### Objective 1:
From the passage on chlorine perchlorate, extract the part that opens with the words "Chlorine perchlorate is" and closes with "reaction at −45 °C.".

### Selected excerpt:
※ ※ ※
Chlorine perchlorate is a chemical compound with the formula Cl2O4.  This chlorine oxide is an asymmetric oxide, with one chlorine atom in +1 oxidation state and the other +7, with proper formula ClOClO3. It is produced by the photodimerization of chlorine dioxide (ClO2) at room temperature by 436 nm ultraviolet light:

2 ClO2  →  ClOClO3

Chlorine perchlorate can also be made by the following reaction at −45 °C.
※ ※ ※
[Dataset rows]

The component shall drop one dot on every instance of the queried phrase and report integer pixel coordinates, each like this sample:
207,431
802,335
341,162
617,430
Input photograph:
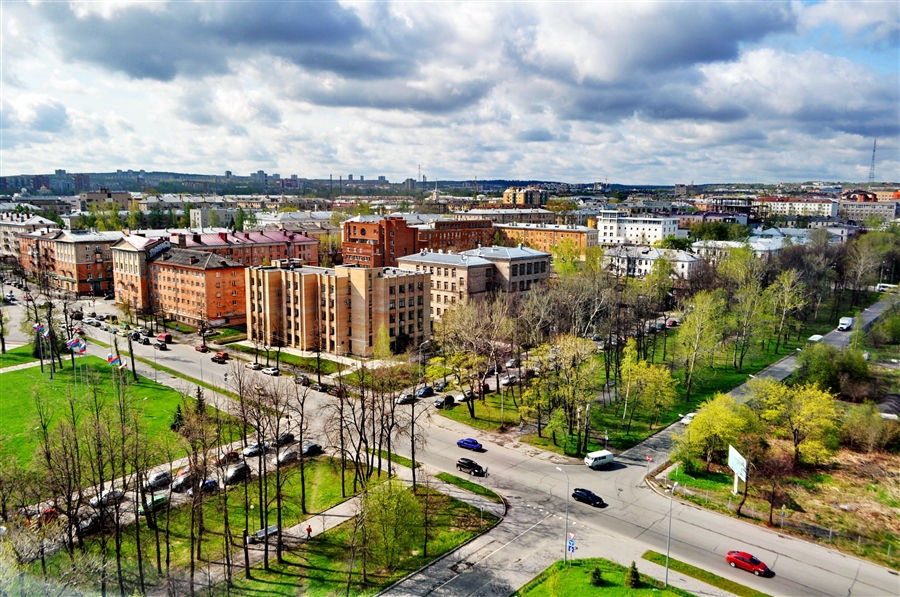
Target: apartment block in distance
197,286
337,310
377,241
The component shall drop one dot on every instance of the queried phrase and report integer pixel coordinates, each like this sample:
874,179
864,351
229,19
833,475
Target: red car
745,561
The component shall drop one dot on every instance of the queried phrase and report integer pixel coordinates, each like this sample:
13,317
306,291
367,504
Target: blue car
469,444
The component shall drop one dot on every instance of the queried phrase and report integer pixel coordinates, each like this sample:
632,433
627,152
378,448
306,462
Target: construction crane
872,167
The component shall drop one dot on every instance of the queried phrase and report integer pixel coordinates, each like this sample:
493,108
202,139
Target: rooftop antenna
872,167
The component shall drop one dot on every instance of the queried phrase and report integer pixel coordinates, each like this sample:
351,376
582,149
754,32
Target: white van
599,459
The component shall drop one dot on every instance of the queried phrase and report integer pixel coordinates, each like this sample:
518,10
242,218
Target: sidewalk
214,572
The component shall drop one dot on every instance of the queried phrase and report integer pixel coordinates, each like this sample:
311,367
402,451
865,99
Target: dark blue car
469,444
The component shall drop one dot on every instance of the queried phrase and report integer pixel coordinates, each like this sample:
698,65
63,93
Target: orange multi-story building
455,235
197,287
377,241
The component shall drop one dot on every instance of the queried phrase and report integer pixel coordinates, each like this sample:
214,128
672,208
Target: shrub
632,577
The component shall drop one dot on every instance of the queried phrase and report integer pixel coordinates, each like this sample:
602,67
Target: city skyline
653,93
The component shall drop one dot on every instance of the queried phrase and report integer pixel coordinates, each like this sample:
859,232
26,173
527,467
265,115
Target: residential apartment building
13,225
198,286
338,310
517,269
545,237
508,216
78,261
131,258
260,247
455,278
796,206
377,241
454,235
531,196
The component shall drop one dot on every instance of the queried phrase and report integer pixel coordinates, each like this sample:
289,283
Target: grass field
574,580
154,403
320,568
17,356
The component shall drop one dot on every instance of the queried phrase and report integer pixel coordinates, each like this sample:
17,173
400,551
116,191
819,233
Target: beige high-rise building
338,310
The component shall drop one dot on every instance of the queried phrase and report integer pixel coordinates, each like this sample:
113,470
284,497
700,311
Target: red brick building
377,241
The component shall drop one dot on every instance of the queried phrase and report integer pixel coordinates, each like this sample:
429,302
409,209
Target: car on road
227,458
285,457
746,561
208,486
588,497
283,439
106,498
405,399
236,473
157,480
255,449
155,503
310,450
508,380
468,465
469,444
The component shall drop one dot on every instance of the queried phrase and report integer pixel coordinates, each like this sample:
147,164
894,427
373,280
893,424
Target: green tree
393,518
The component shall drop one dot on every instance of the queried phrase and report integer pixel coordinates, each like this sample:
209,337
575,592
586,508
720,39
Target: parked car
208,486
467,465
106,498
587,496
255,449
227,458
405,399
746,561
236,473
157,502
283,439
445,401
157,480
469,444
285,457
310,450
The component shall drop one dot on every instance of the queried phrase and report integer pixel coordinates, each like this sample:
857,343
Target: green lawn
574,580
702,575
487,413
319,568
17,356
154,403
469,486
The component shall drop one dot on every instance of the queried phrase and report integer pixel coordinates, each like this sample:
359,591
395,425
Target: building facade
337,310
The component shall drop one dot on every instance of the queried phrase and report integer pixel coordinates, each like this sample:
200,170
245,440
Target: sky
654,92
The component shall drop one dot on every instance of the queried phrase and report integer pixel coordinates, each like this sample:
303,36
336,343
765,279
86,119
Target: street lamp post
566,535
669,537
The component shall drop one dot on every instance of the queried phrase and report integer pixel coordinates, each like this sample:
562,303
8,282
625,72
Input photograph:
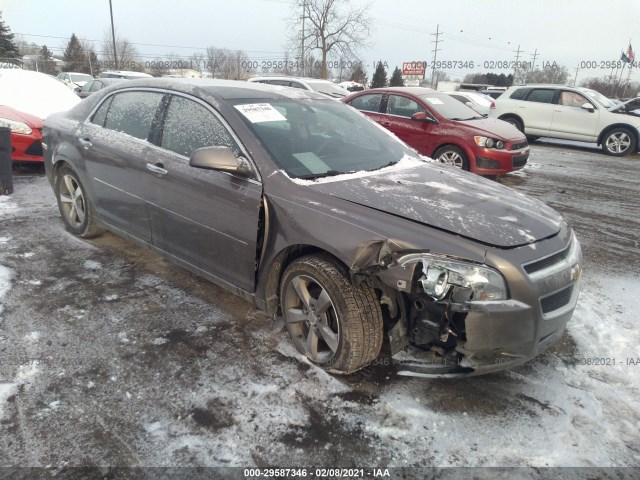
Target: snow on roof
34,93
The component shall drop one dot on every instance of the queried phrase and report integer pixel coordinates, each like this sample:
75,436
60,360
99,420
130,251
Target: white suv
570,113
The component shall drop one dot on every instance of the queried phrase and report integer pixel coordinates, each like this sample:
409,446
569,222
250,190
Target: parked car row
314,213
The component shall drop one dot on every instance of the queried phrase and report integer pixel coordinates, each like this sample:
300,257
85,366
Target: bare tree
334,27
127,54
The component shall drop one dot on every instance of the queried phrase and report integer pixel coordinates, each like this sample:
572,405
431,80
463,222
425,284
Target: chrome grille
556,300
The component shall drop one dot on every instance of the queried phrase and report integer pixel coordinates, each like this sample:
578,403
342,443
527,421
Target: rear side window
133,112
519,94
101,114
541,95
368,103
189,126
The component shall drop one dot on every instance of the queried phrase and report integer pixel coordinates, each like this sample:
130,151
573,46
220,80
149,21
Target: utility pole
515,66
113,38
435,54
533,63
304,13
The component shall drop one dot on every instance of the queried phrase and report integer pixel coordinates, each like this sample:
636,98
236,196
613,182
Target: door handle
85,142
158,168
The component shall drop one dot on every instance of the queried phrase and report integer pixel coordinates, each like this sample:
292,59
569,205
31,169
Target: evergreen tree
75,56
8,49
379,77
396,78
46,63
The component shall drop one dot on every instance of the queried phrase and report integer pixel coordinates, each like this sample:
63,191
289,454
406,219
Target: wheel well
281,261
56,168
631,129
511,115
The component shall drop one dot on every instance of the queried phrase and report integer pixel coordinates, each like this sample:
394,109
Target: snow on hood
450,200
34,93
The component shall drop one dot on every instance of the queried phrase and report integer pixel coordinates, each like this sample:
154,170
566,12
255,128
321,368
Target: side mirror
221,159
420,117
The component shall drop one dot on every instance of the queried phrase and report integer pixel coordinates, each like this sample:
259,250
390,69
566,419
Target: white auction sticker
260,112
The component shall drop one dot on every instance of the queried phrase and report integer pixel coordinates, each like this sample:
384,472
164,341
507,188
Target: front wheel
75,207
336,325
618,142
452,156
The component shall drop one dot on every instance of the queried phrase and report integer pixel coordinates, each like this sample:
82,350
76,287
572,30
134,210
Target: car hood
492,127
17,115
450,200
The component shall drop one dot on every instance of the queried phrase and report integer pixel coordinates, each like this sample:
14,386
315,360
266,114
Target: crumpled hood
492,127
447,199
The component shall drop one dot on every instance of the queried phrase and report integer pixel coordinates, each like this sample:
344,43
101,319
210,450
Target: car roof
225,89
283,77
410,90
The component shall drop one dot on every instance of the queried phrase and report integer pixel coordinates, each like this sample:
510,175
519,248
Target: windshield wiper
313,176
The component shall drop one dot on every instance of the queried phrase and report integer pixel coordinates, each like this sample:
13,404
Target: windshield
318,138
449,107
601,99
328,88
80,77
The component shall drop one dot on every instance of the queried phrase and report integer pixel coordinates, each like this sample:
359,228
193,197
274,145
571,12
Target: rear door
571,121
397,118
537,111
204,217
115,149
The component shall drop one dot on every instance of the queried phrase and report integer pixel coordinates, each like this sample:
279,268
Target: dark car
309,210
441,127
98,84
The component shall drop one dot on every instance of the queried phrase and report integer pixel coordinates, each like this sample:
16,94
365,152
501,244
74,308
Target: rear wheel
618,142
452,156
336,325
75,207
514,121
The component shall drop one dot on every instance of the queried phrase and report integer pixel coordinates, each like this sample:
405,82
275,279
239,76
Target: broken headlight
440,276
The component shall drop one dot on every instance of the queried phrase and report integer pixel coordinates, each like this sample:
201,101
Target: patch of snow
92,265
405,163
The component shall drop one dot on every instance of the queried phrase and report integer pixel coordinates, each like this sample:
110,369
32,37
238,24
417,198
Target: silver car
314,213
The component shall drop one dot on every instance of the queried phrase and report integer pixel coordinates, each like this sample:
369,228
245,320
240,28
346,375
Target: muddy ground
112,356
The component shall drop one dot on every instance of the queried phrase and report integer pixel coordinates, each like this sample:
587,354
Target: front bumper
499,335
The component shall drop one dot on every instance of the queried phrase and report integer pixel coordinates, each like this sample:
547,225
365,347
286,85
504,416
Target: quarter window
101,114
541,95
133,113
189,126
519,94
402,106
368,103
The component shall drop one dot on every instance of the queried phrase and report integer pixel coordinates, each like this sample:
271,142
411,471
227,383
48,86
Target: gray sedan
306,208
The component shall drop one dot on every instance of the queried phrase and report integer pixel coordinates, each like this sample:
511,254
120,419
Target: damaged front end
451,317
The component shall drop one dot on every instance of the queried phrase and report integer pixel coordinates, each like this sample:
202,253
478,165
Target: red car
439,126
26,134
26,99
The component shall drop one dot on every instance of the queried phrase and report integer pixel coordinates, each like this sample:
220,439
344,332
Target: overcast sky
568,32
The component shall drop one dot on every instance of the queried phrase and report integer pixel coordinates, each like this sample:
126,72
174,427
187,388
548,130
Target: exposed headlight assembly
440,275
16,127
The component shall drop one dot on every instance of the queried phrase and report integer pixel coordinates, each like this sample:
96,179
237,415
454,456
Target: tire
452,156
515,122
75,207
618,142
336,325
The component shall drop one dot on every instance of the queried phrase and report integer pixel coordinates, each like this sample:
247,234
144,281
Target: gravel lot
112,356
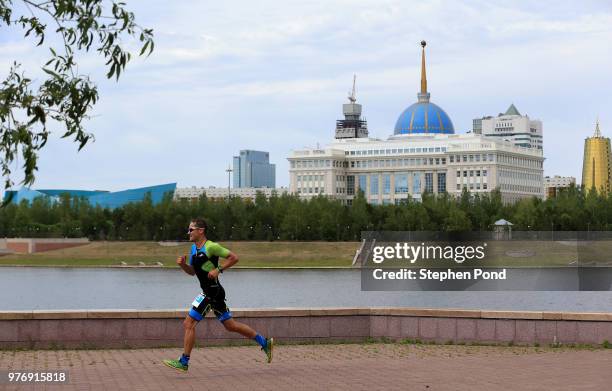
※ ※ ※
### Objective 2:
Filter the entries above and copy every line that holds the word "white".

### Expected output 1:
Chlorine perchlorate is a chemical compound with the formula Cl2O4.  This chlorine oxide is an asymmetric oxide, with one chlorine atom in +1 oxidation state and the other +7, with proper formula ClOClO3. It is produced by the photodimerization of chlorine dioxide (ClO2) at room temperature by 436 nm ultraviolet light:

2 ClO2  →  ClOClO3

Chlorine perchlorate can also be made by the following reaction at −45 °C.

### Expected output 2:
Target: white van
Target: white suv
Target: white auction sticker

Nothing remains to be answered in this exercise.